Problem details
Retype all of the entries below word for word, keeping each line and its punctuation unchanged.

****************

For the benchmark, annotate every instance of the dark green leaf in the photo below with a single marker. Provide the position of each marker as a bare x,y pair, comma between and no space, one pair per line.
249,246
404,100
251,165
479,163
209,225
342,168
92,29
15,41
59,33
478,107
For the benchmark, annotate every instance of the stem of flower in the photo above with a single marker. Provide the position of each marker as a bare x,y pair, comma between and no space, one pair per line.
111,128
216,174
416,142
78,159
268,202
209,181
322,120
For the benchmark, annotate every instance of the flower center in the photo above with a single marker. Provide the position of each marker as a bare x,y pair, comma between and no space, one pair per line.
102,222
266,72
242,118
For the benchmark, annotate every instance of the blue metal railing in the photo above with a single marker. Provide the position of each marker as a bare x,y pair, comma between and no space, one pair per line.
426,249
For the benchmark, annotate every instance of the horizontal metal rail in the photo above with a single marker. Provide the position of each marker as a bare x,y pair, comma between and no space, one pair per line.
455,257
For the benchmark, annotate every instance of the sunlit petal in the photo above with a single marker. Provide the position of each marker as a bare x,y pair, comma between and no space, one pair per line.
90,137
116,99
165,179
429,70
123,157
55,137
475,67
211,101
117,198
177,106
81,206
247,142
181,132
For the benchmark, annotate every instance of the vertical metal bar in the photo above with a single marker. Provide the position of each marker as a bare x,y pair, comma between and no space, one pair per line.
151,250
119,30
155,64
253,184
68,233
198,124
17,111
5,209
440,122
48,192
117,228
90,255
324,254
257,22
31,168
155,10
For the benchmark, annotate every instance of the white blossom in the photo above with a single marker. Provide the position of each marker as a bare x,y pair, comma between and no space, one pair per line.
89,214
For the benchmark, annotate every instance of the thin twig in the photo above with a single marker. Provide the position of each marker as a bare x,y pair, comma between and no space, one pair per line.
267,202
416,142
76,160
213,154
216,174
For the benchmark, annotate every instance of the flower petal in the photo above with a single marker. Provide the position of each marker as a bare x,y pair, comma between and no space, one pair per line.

****************

Solution for this exercise
For the benchmark, annotate every instance of the dark green leaf in the photo below with a single marker. Provide the position of each marker as a bare x,y pair, comma between and no space, one pair per line.
249,246
404,100
251,165
479,163
209,225
342,168
92,29
15,41
59,33
478,107
For the benchmark, annotate every instance of the stem of flower in the photo above with a single marker. Provide the position of each marker as a bare x,y pair, comma between and no space, one pair per line.
111,128
216,174
416,142
78,159
268,202
209,181
322,120
For the benchmark, annotate every instance of the flower center in the photo above with a single marker. Provide the position of each marker as a bare x,y pair, comma between and no space, one pair per line.
102,222
266,72
242,118
For the benchmark, annotate every instance of the blue metal railing in the photo above with a single marker. Provide the position of each marker as a bare x,y pair, comma between and no space, one pair per line.
426,249
For the benchmark, annotate every instance of the horizontal metal rail in the photo above with a single marker. Provide the position of each marker as a bare x,y pair, comma between and no space, one pair per line.
455,257
For the benchmark, annotate every instance of the sunlit petal in the photo above with a single marker. Provide the position of each marker as a bare x,y pair, comma between and no space, one pair per line.
90,137
116,99
165,179
429,70
123,157
55,137
475,67
211,101
117,198
177,106
81,206
247,142
181,132
For the benchmark, annotate every instance of the vertical metal bar in the photo above with a single marker. Provide the position of each marker as a bare x,y pair, comma between and no space, one pair per line.
151,250
119,30
155,64
253,184
68,233
198,124
17,111
5,209
440,122
48,192
117,228
90,255
324,254
257,22
31,168
155,10
For the benchmark, annotate every instance of the white blossom in the photo above with a single marker. Provide the position of each marker as a bare x,y pair, comma between and no space, one pair per line.
89,214
For the benchmark, annotate every instance of the thin twig in the photo above with a single marker. Provide the position of each marker as a bare x,y pair, comma between and no space, one pair per line.
267,202
416,142
76,160
213,154
216,174
For the benchmark, annotate every instance of the flower petal in the photo above with a single marker. Provide the position of each marker as a bare x,y pair, comma between and no space, one pair per line.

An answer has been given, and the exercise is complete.